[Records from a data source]
------

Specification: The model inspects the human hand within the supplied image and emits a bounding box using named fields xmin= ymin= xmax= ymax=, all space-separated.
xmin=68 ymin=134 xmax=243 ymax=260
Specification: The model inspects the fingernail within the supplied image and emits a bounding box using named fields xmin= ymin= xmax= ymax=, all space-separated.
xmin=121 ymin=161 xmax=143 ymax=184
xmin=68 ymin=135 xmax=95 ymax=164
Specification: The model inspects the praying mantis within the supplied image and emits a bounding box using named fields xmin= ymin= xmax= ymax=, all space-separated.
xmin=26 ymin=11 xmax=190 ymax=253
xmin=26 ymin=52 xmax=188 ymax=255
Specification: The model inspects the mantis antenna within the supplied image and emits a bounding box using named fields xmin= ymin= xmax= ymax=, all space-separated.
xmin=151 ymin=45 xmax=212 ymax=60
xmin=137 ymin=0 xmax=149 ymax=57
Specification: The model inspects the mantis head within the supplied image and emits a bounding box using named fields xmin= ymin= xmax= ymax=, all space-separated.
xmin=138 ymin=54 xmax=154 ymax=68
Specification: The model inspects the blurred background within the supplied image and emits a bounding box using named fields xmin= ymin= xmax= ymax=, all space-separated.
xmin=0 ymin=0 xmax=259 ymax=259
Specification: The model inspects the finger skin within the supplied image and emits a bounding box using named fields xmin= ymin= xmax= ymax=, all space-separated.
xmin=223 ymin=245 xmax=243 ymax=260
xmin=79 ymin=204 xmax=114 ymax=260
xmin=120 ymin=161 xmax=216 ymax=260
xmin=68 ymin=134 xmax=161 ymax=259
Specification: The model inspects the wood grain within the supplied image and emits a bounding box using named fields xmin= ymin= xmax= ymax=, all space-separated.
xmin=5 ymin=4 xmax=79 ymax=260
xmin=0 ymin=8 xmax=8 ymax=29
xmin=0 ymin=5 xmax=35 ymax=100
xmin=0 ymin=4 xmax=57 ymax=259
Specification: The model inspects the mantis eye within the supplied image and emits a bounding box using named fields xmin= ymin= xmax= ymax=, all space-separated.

------

| Exercise aim |
Reproduce the entries in full, exactly as written.

| Response box |
Specification: The model inspects the human hand within the supplied image and emits a bounding box using named fields xmin= ymin= xmax= ymax=, all space-separated.
xmin=68 ymin=134 xmax=243 ymax=260
Specification: The model inspects the fingernail within the supplied image and emits a bounding box using named fields xmin= ymin= xmax= ymax=, all space-separated.
xmin=121 ymin=161 xmax=143 ymax=184
xmin=68 ymin=135 xmax=95 ymax=164
Specification: The model inspects the praying mantis within the supplied image and emits a bounding box using named fields xmin= ymin= xmax= ymax=, all space-separated.
xmin=26 ymin=11 xmax=190 ymax=253
xmin=26 ymin=52 xmax=188 ymax=255
Specification: The model inspects the mantis antenna within the supplied image and emits a bounding box using named fields xmin= ymin= xmax= ymax=, all space-separated.
xmin=151 ymin=45 xmax=212 ymax=60
xmin=137 ymin=0 xmax=149 ymax=57
Specification: The model inspects the mantis head within the supplied image and emits a bounding box using named fields xmin= ymin= xmax= ymax=, all space-separated.
xmin=138 ymin=54 xmax=154 ymax=68
Specification: The model inspects the blurred background within the supplied image and emits a bounding box using named fields xmin= ymin= xmax= ymax=, all space-separated.
xmin=0 ymin=0 xmax=259 ymax=259
Specification: The model inspects the finger skin within the supplied image and emits a bounding box using named fields xmin= ymin= xmax= ymax=, all space-separated.
xmin=223 ymin=245 xmax=243 ymax=260
xmin=79 ymin=204 xmax=114 ymax=260
xmin=120 ymin=161 xmax=216 ymax=260
xmin=68 ymin=134 xmax=161 ymax=259
Specification: The model inspects the wood grain within the supplied image and emits a bounding box using named fields xmin= ymin= xmax= ymax=, all space-separated.
xmin=5 ymin=4 xmax=79 ymax=260
xmin=0 ymin=8 xmax=8 ymax=29
xmin=0 ymin=5 xmax=35 ymax=100
xmin=0 ymin=4 xmax=57 ymax=259
Specification: The model inspects the mantis eye within the supplied image and emits a bounding box using named fields xmin= ymin= xmax= ymax=, all space-separated.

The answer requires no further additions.